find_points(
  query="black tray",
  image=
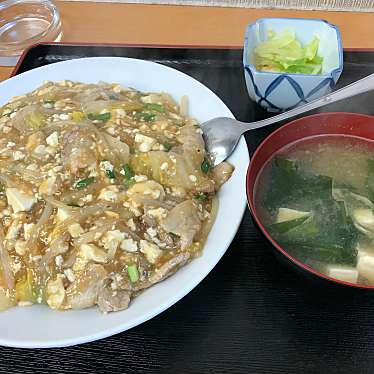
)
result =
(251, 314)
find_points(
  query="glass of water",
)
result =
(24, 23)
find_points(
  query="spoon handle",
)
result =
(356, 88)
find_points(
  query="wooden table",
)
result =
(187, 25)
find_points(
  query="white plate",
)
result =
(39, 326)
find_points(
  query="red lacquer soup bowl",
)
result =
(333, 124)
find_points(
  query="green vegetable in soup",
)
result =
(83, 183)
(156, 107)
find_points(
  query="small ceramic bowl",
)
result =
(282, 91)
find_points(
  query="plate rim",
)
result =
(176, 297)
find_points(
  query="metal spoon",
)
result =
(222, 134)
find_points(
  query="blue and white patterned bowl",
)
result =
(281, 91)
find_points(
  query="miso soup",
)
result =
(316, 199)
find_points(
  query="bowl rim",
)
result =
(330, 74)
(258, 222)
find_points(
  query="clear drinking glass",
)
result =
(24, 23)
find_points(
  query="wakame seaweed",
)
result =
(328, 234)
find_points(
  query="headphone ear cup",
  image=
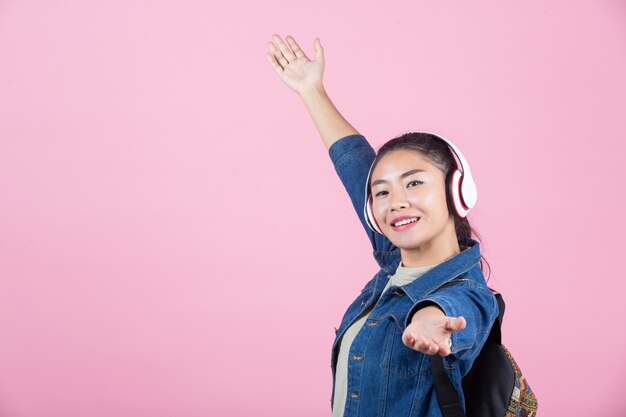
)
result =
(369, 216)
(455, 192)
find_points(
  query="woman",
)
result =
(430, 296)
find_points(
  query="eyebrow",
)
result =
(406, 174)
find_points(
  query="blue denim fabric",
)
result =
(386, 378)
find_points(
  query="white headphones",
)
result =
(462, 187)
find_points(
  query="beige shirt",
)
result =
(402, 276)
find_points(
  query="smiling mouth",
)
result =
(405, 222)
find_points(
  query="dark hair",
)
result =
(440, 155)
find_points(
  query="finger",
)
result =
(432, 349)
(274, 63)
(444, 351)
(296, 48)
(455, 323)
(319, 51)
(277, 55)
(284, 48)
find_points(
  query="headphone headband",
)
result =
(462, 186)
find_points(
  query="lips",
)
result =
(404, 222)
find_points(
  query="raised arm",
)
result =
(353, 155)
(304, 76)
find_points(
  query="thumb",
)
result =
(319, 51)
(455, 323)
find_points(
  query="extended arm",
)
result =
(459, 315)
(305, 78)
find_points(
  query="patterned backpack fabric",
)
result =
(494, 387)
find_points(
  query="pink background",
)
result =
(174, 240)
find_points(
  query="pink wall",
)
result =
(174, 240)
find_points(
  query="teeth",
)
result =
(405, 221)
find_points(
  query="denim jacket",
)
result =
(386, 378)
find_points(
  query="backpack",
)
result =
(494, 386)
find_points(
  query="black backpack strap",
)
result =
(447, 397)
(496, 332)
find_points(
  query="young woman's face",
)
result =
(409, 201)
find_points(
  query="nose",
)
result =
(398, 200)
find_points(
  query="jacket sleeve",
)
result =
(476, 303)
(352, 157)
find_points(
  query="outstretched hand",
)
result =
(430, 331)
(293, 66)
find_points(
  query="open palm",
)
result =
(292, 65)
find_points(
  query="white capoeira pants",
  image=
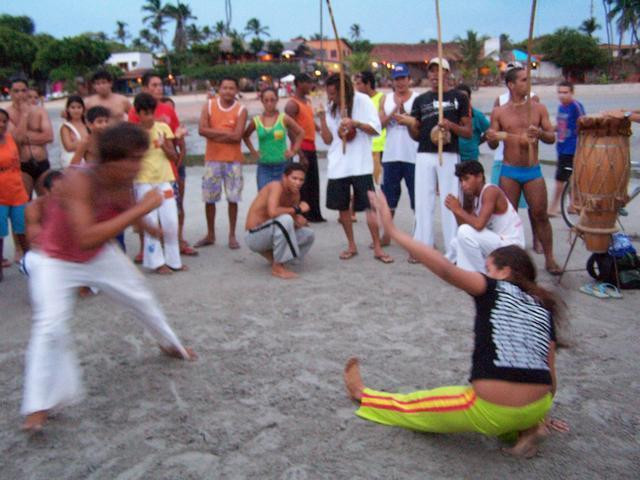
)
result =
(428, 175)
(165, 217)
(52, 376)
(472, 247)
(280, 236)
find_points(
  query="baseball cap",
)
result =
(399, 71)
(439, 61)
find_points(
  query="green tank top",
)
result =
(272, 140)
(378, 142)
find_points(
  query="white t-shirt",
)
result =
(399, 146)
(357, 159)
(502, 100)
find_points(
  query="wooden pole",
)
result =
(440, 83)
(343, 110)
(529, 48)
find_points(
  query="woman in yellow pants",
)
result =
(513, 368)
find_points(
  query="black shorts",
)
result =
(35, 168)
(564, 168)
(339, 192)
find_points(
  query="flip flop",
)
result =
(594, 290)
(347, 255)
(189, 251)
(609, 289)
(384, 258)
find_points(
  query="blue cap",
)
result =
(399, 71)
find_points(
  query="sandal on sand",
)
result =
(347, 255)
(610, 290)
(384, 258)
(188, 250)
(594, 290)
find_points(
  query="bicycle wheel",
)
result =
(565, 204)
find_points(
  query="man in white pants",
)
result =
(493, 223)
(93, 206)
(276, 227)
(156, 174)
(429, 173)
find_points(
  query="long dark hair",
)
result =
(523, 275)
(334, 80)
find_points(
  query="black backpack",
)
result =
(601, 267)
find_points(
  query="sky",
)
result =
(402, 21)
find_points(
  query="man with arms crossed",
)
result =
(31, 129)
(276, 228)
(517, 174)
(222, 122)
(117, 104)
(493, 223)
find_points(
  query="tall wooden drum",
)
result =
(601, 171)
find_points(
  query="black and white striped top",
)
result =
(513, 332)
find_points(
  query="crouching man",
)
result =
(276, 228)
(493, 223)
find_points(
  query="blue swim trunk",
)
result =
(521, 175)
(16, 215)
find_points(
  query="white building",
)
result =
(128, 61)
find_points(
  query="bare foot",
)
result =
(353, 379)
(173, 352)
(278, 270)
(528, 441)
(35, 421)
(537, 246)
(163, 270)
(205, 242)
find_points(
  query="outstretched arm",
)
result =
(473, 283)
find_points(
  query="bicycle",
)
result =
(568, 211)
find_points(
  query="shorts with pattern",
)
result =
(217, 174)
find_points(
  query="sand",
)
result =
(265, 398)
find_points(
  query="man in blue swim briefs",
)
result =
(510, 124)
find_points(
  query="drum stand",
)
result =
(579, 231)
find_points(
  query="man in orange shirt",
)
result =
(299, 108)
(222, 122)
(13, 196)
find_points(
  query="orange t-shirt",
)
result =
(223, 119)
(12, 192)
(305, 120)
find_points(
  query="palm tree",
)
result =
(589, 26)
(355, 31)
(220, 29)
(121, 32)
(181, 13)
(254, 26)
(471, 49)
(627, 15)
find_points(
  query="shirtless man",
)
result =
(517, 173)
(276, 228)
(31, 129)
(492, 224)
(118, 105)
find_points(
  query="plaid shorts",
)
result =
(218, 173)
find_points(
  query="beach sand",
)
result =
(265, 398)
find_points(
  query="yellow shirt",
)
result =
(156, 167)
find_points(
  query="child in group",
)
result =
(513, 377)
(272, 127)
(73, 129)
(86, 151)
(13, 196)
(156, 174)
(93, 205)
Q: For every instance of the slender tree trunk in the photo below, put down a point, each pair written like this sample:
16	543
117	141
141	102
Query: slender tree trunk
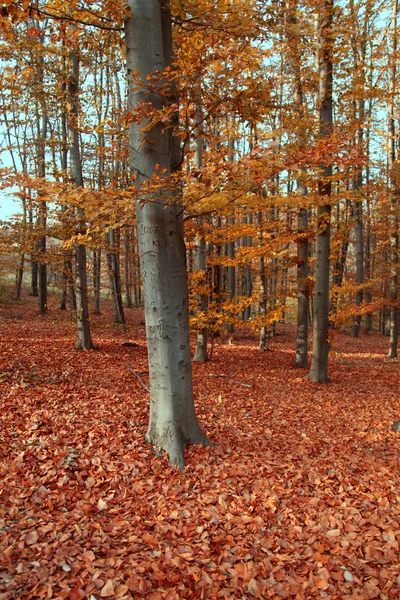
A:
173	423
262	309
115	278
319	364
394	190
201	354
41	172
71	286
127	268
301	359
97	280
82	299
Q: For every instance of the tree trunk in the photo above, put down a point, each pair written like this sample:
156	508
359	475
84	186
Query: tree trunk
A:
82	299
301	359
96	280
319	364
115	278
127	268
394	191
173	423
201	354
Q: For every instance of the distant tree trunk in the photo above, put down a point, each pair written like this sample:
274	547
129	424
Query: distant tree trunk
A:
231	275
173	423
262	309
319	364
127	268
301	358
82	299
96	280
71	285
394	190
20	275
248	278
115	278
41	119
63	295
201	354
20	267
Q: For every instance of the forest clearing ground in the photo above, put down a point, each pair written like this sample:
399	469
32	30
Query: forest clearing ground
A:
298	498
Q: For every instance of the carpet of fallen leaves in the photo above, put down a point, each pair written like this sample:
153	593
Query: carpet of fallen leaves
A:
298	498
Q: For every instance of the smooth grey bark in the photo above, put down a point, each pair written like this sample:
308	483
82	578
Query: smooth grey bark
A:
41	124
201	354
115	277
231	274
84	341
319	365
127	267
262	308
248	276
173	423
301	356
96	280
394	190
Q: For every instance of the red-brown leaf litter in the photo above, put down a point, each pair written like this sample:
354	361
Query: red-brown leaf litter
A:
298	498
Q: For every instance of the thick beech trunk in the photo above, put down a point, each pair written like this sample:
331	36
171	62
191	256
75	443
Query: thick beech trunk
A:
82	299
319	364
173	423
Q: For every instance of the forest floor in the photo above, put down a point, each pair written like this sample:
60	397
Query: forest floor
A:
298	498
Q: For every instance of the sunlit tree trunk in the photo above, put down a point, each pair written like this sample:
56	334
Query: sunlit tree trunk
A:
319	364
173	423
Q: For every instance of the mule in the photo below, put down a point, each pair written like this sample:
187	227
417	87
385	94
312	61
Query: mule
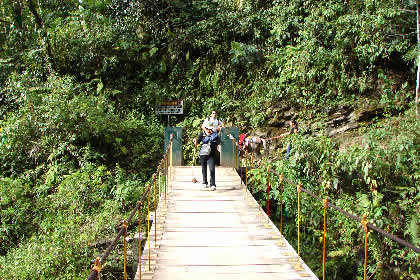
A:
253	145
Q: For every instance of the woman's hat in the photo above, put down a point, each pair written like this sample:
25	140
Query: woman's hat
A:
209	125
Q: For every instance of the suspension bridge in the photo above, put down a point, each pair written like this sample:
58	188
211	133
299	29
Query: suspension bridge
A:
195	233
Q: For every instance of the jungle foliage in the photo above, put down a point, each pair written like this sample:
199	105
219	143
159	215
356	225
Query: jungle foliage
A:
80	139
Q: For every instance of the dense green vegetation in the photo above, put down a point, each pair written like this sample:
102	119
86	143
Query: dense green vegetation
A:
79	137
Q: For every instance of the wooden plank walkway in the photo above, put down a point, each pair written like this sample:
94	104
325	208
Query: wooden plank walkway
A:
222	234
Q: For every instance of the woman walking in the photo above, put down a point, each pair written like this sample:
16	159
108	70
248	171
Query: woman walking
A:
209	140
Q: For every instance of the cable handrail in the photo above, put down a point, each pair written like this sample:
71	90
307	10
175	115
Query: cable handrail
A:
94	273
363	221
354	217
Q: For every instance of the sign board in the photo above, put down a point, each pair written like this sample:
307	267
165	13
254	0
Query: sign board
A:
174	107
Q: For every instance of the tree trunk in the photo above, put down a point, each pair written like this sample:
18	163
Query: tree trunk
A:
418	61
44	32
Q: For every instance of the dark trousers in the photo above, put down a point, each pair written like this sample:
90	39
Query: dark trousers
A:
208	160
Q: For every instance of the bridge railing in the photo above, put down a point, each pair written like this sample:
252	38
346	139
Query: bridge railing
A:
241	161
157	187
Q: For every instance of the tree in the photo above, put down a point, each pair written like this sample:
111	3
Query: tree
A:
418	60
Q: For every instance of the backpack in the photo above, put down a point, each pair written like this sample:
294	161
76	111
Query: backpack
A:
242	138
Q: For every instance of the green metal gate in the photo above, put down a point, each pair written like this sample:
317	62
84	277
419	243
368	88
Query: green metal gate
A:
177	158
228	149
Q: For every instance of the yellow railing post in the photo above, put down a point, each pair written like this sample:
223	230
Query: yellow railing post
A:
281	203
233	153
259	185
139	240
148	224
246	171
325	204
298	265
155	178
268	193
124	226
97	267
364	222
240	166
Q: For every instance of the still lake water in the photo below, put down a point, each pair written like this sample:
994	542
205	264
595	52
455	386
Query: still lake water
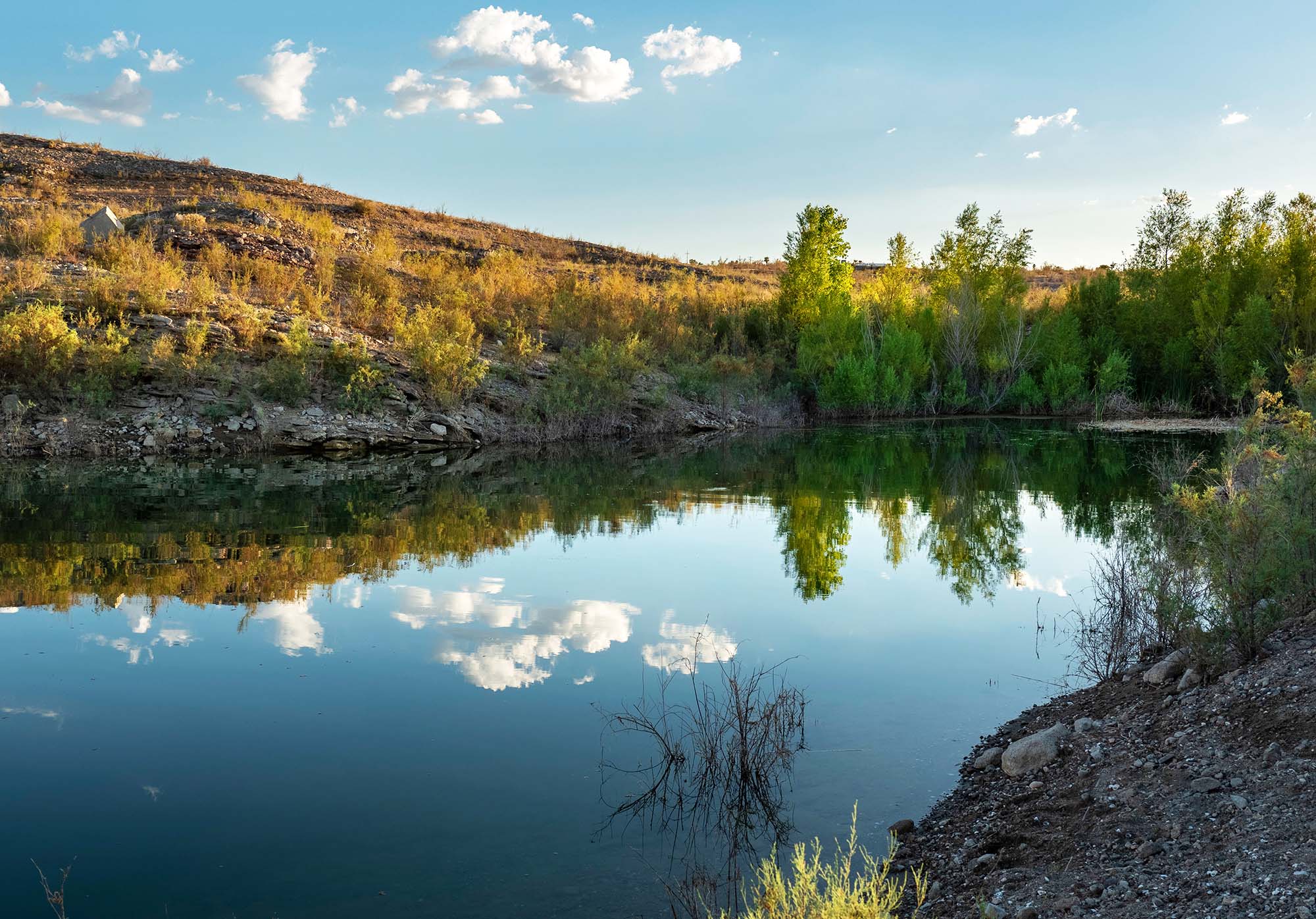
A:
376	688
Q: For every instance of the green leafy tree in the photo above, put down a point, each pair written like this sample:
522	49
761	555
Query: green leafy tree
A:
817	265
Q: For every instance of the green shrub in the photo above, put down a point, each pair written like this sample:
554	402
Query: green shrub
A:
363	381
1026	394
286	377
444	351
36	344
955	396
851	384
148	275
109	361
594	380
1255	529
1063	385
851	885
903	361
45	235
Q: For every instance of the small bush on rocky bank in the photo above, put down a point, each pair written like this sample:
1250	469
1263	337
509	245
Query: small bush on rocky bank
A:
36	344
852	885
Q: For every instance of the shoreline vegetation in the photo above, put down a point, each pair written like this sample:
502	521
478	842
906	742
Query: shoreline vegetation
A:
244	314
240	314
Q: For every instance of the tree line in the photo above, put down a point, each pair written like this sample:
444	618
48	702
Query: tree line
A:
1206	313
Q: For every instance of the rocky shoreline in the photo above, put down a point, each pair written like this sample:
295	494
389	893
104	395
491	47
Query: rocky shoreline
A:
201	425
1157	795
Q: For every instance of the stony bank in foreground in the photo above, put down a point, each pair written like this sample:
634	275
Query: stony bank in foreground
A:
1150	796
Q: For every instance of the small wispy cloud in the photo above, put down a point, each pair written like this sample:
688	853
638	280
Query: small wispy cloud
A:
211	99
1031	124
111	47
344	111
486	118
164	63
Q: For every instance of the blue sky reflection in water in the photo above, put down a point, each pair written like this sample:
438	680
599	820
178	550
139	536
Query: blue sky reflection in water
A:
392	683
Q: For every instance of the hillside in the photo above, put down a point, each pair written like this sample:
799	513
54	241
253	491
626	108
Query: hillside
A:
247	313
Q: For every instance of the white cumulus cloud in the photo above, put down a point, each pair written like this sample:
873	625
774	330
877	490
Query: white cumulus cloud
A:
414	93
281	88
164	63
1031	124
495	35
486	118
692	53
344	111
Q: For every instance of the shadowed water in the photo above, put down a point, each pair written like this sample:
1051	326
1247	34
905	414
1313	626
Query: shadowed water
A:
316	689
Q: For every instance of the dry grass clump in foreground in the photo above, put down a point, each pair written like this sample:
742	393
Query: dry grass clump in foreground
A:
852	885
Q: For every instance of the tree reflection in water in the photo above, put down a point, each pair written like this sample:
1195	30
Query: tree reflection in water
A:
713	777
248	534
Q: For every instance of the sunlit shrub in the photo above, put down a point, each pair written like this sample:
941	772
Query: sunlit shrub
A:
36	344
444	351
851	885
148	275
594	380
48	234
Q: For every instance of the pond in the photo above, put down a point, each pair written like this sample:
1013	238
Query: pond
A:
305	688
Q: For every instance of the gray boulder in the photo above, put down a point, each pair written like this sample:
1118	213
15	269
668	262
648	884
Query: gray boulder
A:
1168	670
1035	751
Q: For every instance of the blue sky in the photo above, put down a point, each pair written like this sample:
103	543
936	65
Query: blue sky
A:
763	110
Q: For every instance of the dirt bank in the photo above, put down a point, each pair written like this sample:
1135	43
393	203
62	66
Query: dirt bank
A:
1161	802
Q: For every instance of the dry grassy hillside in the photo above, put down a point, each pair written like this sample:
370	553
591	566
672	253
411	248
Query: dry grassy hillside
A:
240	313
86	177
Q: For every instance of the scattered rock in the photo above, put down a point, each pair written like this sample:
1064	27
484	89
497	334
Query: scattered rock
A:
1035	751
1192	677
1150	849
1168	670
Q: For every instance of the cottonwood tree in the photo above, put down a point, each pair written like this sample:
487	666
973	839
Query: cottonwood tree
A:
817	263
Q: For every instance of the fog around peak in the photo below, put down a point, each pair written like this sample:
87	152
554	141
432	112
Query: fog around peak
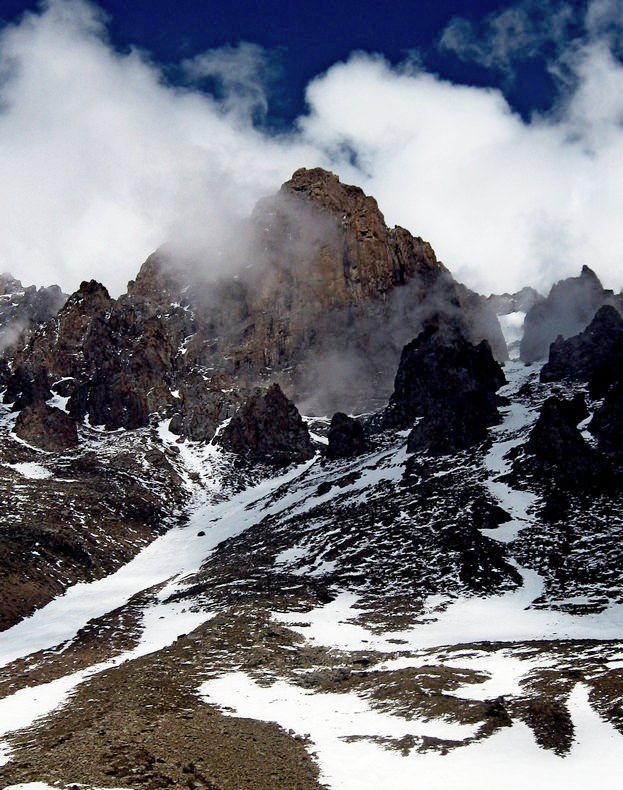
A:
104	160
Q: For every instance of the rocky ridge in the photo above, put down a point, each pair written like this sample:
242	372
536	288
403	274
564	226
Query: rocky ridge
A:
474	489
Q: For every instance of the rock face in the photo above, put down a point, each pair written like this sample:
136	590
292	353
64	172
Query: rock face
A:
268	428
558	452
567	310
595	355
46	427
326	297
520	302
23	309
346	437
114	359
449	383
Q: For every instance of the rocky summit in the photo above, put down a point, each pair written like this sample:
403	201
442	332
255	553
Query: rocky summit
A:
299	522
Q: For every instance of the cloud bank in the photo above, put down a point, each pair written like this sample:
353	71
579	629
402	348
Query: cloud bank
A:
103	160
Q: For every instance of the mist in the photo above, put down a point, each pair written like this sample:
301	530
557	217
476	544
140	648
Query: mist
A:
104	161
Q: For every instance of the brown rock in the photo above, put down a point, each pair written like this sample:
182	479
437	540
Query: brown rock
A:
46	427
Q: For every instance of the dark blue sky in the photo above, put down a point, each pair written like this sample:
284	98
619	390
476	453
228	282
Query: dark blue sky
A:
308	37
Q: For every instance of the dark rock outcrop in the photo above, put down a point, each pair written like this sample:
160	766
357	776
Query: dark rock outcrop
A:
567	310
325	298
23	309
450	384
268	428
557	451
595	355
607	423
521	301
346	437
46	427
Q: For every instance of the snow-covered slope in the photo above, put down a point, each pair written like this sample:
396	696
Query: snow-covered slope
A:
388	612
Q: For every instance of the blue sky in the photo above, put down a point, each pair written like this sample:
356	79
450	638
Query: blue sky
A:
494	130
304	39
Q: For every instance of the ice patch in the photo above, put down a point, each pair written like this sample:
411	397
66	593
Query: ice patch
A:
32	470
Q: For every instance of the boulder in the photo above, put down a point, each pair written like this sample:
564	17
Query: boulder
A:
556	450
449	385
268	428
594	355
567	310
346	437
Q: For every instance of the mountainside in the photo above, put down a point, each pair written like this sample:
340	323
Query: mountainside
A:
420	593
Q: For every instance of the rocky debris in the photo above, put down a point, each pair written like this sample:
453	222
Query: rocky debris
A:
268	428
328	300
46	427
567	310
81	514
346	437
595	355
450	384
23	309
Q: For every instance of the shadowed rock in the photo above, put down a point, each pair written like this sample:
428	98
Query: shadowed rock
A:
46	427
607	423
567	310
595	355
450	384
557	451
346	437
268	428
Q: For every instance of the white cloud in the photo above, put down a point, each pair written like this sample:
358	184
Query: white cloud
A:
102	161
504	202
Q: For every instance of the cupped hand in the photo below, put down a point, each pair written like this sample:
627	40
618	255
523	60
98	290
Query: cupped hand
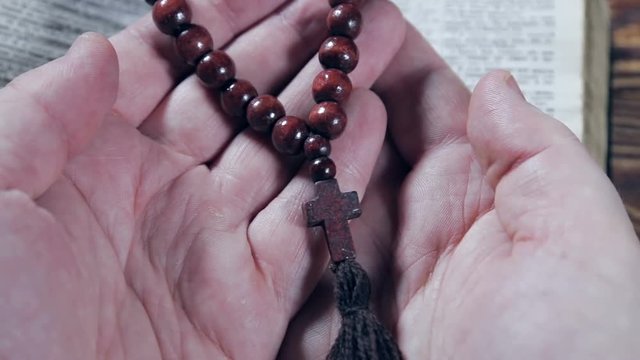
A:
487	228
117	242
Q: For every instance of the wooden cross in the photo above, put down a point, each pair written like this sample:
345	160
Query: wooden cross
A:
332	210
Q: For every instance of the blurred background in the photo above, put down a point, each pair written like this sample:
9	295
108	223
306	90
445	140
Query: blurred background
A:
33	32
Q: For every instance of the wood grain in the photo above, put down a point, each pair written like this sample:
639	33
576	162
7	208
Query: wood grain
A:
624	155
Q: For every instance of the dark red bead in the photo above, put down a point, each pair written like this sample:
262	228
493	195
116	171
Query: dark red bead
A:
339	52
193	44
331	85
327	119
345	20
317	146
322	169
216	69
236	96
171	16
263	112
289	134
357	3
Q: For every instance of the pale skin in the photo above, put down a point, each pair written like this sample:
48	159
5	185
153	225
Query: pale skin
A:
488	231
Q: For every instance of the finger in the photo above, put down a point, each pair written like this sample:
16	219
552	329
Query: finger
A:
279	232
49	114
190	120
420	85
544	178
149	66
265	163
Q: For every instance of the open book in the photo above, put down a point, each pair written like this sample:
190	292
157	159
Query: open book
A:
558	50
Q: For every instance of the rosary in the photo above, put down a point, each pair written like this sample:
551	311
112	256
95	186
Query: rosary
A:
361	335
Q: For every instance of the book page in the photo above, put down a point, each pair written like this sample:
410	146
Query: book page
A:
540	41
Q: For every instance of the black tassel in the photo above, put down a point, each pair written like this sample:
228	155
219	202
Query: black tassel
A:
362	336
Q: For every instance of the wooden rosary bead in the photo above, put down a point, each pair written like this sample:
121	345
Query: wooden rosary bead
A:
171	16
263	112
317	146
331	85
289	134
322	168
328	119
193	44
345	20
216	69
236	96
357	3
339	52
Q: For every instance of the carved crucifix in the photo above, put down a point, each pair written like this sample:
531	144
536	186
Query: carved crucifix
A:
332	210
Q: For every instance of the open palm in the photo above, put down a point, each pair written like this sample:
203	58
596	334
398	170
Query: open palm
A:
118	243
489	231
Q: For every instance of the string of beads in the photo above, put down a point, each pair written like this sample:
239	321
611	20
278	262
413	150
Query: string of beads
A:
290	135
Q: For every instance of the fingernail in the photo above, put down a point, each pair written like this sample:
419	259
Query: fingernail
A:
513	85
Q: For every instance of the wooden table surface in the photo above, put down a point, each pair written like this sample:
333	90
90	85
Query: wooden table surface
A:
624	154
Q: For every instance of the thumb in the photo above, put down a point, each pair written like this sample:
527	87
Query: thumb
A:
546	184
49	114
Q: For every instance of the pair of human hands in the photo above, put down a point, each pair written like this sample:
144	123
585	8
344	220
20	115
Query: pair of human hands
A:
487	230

§ **What the exercise asks**: Go through the material above and copy each line that holds the string "reflection".

§ **Result for this task**:
Q: For every instance of the blue sky reflection in water in the photo above, put down a point, each pair written like this sample:
Query: blue sky reflection in water
Q: For every instance of the tree reflection in water in the photo above, put down a point, each pair written like this sample:
Query: tree reflection in water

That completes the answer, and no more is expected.